Pick out each line of the data below that contains the word "petal". The match is case-sensitive.

| Data supplied |
+++
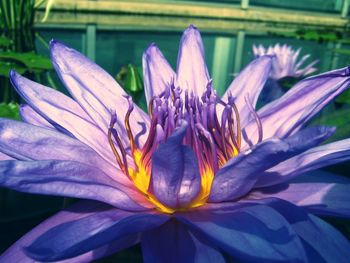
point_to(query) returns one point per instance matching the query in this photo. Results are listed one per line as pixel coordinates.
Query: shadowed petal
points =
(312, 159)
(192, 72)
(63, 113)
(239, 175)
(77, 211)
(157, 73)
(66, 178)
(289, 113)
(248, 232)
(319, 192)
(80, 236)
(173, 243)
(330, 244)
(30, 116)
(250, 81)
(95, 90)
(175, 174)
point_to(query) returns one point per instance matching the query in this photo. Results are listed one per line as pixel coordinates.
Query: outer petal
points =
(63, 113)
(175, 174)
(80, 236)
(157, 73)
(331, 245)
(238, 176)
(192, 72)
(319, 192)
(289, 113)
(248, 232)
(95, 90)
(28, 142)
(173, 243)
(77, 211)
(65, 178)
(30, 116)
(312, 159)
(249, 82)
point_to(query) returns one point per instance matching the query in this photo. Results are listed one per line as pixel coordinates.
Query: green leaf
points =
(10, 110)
+++
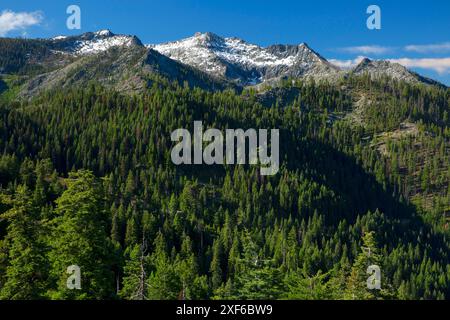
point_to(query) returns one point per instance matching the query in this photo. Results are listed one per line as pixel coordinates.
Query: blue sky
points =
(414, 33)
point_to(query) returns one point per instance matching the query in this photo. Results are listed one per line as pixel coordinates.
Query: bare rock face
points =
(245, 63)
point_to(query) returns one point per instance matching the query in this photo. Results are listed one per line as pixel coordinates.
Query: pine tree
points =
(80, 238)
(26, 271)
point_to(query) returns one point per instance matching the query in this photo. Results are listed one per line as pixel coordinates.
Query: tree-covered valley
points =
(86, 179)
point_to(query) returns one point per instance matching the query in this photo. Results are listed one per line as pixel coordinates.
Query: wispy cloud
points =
+++
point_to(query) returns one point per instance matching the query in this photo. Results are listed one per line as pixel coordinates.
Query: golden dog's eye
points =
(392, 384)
+++
| Output |
Query: shadowed petal
Query: outer petal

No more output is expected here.